> _EXERCISE INSTRUCTIONS_
How many of the lines below contain the string "black", with case counting? Reply with the number alone.

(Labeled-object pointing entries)
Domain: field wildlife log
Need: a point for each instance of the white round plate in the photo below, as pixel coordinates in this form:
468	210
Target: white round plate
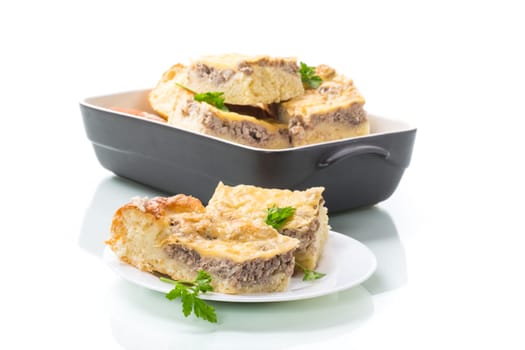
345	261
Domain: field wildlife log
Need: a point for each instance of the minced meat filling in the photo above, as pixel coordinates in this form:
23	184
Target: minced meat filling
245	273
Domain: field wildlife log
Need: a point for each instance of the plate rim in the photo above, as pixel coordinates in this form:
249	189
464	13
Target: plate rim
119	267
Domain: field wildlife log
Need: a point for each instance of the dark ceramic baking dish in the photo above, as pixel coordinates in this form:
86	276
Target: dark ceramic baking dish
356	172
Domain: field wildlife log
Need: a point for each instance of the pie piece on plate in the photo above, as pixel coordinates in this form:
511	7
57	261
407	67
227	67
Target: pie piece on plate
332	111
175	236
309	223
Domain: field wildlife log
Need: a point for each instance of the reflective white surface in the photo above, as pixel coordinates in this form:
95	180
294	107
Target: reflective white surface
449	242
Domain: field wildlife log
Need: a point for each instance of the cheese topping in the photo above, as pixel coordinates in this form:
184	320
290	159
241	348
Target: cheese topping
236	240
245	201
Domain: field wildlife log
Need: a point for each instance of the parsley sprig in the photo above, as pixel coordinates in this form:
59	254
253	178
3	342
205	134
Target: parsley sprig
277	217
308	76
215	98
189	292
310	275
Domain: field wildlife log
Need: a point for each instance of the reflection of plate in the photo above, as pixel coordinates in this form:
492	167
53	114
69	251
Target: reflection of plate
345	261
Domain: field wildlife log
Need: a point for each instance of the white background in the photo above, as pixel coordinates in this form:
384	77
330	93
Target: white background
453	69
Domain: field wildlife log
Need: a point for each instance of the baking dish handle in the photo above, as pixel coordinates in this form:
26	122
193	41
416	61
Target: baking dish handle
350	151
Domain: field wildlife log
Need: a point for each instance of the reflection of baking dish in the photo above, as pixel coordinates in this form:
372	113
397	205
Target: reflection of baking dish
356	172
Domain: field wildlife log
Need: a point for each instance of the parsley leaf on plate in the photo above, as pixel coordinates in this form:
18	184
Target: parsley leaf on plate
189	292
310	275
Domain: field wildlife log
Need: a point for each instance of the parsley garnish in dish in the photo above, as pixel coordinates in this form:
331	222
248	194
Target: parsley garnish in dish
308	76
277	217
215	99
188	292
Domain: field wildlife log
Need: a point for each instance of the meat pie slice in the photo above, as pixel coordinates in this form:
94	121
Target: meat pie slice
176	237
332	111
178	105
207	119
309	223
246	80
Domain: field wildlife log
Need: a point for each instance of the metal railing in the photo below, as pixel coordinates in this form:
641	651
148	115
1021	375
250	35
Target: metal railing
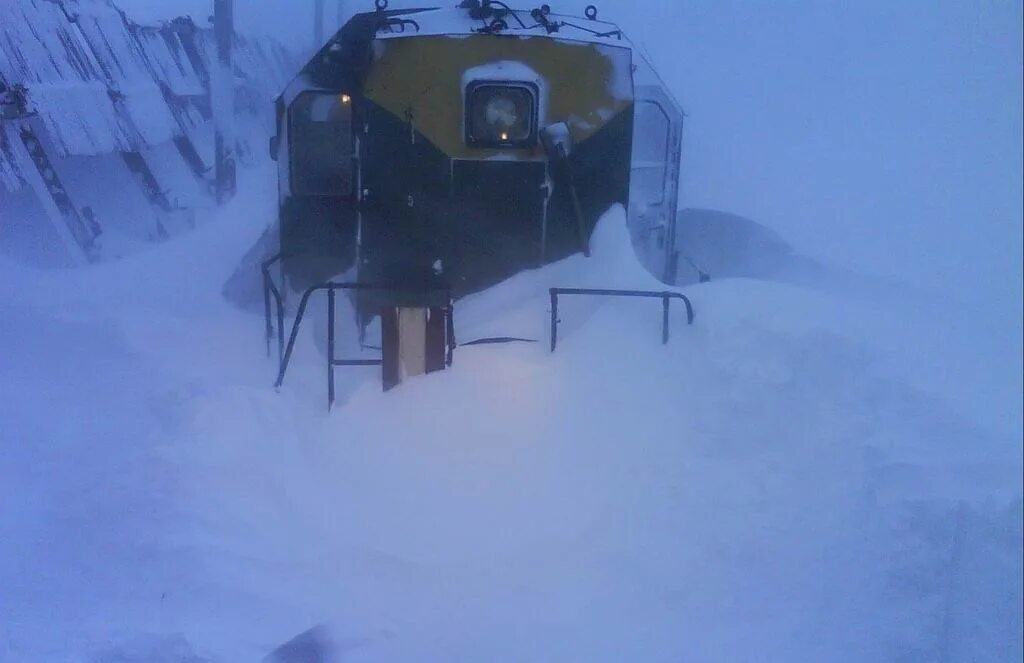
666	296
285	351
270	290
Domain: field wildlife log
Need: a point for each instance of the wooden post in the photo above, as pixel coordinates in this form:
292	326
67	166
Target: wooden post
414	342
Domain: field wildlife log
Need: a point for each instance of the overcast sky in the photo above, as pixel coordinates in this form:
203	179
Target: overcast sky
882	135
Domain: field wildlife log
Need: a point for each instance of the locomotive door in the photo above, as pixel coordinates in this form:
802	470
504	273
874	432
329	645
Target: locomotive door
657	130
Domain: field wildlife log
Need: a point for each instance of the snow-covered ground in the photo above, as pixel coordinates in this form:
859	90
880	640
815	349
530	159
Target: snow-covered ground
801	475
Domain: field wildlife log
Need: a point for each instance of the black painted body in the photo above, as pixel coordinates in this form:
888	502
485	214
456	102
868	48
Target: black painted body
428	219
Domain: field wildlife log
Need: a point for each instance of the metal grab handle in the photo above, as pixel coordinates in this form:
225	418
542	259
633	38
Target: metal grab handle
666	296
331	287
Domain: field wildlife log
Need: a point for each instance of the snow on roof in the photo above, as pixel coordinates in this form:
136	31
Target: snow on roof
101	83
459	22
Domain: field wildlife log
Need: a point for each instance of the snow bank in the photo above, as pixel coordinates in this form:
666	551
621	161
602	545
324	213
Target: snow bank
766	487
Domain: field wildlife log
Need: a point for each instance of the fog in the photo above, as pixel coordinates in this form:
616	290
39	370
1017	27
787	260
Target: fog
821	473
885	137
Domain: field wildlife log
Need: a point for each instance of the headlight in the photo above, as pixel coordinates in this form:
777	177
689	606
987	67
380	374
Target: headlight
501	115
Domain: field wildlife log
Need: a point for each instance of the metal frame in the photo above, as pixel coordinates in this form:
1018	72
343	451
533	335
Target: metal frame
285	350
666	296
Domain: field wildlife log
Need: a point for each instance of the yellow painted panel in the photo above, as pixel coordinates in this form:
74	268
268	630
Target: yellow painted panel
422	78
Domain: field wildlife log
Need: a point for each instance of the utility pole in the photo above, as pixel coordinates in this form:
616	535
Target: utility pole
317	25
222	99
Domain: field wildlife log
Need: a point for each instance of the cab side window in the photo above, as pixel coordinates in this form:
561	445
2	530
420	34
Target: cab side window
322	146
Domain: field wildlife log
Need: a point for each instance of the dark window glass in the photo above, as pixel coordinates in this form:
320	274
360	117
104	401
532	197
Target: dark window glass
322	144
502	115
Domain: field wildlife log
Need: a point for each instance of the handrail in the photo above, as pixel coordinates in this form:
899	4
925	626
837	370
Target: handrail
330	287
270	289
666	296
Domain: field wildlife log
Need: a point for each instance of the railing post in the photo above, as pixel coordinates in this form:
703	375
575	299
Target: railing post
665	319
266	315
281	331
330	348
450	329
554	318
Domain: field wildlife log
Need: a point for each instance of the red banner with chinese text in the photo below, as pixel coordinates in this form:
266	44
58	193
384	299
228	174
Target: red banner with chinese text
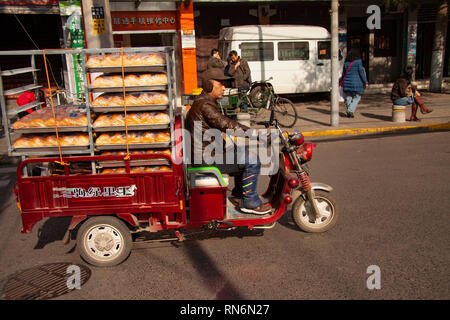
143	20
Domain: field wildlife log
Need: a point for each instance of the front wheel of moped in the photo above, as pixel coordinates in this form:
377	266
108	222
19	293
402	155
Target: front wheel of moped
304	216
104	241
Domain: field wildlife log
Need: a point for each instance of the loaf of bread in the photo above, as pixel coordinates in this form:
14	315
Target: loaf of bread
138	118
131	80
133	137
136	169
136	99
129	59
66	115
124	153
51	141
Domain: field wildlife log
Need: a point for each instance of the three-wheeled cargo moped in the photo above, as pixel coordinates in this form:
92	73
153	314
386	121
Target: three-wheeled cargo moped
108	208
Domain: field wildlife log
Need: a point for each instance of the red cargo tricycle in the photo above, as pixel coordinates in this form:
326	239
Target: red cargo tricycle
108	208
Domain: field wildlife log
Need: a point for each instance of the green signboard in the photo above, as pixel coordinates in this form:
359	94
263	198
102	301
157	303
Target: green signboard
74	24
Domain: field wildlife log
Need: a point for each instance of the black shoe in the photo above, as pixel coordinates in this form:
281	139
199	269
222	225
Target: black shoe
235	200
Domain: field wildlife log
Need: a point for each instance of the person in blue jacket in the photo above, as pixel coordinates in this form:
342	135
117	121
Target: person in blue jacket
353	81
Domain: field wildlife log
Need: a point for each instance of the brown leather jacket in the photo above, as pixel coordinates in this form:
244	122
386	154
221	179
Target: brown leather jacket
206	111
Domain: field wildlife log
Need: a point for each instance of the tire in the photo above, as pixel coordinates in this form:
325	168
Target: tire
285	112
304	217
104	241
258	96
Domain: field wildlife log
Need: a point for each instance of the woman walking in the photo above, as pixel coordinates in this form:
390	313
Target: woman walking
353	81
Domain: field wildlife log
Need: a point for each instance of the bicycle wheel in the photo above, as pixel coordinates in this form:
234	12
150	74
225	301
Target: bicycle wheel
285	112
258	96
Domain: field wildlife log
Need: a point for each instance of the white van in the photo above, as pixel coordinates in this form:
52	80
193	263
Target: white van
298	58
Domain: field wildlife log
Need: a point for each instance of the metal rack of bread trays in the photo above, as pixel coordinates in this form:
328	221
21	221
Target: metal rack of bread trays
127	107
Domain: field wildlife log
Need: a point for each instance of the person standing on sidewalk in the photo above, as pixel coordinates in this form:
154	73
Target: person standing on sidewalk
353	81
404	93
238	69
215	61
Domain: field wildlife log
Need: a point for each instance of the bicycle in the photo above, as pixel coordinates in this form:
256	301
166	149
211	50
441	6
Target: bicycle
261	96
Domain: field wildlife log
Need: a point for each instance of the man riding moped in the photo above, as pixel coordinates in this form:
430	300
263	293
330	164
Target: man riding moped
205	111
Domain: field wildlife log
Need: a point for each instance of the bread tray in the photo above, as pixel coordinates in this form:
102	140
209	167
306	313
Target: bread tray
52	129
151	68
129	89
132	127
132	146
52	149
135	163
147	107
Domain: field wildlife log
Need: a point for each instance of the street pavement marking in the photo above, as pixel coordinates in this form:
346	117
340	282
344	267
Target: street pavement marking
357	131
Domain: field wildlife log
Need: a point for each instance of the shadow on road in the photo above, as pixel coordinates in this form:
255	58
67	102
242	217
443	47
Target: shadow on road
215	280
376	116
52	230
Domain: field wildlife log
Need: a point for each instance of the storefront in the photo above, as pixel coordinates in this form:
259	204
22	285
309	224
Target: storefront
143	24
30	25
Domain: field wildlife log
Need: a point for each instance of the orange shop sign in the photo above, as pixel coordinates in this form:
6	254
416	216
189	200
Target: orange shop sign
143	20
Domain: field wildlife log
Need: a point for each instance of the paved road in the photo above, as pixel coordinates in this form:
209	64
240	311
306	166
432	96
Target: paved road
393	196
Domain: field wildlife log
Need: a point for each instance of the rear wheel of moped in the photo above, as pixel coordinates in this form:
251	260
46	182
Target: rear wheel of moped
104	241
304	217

> _SOLUTION_
4